ASSIGNED TASK = Set the entries down once more, exactly as they are worded.
• • • • •
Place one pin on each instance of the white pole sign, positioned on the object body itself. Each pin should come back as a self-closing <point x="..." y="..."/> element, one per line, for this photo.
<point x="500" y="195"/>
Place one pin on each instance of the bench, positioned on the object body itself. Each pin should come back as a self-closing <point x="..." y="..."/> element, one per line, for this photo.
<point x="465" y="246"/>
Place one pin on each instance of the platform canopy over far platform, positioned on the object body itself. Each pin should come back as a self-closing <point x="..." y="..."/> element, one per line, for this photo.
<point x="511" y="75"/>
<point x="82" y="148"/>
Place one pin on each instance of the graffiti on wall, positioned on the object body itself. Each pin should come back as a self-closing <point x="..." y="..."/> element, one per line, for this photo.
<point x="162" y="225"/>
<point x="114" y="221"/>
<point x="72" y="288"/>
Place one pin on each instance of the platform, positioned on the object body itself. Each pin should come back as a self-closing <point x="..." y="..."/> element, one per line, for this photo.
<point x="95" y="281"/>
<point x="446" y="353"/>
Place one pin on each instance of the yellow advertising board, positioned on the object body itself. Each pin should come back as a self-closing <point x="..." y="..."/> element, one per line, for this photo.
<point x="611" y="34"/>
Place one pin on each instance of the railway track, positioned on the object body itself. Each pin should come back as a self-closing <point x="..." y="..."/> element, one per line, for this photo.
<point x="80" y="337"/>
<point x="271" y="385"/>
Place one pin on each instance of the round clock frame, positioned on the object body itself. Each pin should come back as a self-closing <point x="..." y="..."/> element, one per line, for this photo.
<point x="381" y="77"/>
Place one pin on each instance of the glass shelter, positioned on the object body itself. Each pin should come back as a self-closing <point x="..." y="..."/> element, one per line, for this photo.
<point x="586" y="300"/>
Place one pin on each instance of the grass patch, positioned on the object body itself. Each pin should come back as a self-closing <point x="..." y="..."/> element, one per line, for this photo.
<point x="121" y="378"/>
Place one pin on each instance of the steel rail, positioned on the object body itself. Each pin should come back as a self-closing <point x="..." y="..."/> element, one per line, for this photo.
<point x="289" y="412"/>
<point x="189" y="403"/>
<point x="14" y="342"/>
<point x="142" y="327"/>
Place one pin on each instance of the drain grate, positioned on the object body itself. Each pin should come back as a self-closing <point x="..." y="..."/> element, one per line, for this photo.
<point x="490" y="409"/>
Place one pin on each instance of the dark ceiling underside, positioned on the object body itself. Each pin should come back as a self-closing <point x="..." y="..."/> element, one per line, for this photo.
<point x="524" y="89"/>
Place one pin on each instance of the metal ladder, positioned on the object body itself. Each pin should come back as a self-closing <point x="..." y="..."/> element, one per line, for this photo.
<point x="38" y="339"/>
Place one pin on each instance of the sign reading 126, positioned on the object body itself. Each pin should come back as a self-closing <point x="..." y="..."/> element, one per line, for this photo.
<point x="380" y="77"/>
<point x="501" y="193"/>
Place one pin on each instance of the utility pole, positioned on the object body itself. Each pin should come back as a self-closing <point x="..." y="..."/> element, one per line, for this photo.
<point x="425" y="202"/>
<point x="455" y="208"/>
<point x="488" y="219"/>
• • • • •
RESULT =
Place one pin on each instance of the white pole sign, positioned on the object body itself. Each pin should come back as a self-closing <point x="..." y="..."/> element, one per line, for this photo.
<point x="500" y="195"/>
Place one pin on each instance of the bench, positioned on the object body itself. Each pin should come back as a self-closing <point x="..." y="..."/> element, one per line, for this photo.
<point x="465" y="246"/>
Place one pin on each instance of the platform canopy over far platform, positioned on the object body itself. Each pin should come back as a self-closing <point x="..." y="..."/> element, one per line, for this photo.
<point x="511" y="75"/>
<point x="82" y="148"/>
Place one pin on each instance of the graffiti on wall, positioned on the object body itself. Each pin should come back as a self-closing <point x="..." y="..."/> element, one per line, for this photo.
<point x="162" y="225"/>
<point x="114" y="221"/>
<point x="72" y="288"/>
Place one pin on each instance of the platform, positioned on the object body itself. Each pin should come back as a self-closing <point x="..." y="..."/> element, one per line, for this photo.
<point x="95" y="281"/>
<point x="446" y="353"/>
Place one pin on each instance of the yellow advertising board, positioned on the object body itself. Each pin should come back as a self-closing <point x="..." y="..."/> element, one per line, for this photo.
<point x="611" y="34"/>
Place one pin on each instance of the railway track, positioned on the object body itself. Each pin should come back as a self-closing <point x="..." y="..."/> element, one per line, for this photo.
<point x="80" y="337"/>
<point x="271" y="385"/>
Place one pin on each instance of the round clock frame, positioned on the object body itself. Each pin should come back as a self-closing <point x="..." y="..."/> element, one per line, for this photo.
<point x="381" y="77"/>
Place one pin on each instance of the glass shelter, positioned on the object body itself. Each pin should come back as a self-closing <point x="..." y="..."/> element, one per line, for this photo.
<point x="586" y="300"/>
Place one pin on each instance of the grass patch, positioned on the object body itself. Each pin should come back as a self-closing <point x="..." y="..."/> element, one per line, for this photo.
<point x="121" y="378"/>
Place one pin on each instance of the steel rail, positioned on the object body itself. Each pin should come back as a self-closing <point x="..." y="..."/> element, one per line, for this photo.
<point x="289" y="412"/>
<point x="189" y="403"/>
<point x="14" y="342"/>
<point x="142" y="327"/>
Place one pin on each instance of the drain grate, positioned on the object body itself. Each pin should come back as a self-closing <point x="..." y="..."/> element, one per line, for this photo.
<point x="490" y="409"/>
Place one pin on each instance of the dark ceiling underside, positioned on the object body itself. Each pin should come back as a self-closing <point x="..." y="..."/> element, one per line, for this photo.
<point x="524" y="89"/>
Place one pin on each instance of the metal ladder, positioned on the object body itself. Each pin should come back as a self-closing <point x="..." y="..."/> element, one per line, for this photo.
<point x="38" y="339"/>
Place one pin on each instance of the sign reading 126, positioned on the object body itself. Each pin should come back as a self-closing <point x="..." y="..."/> element, one per line, for this photo.
<point x="380" y="77"/>
<point x="501" y="193"/>
Place one pin on each instance of the utility pole, positioned on the object body itself. Each pin should come back as a self-closing <point x="..." y="..."/> element, one per line, for this photo.
<point x="425" y="202"/>
<point x="455" y="208"/>
<point x="488" y="219"/>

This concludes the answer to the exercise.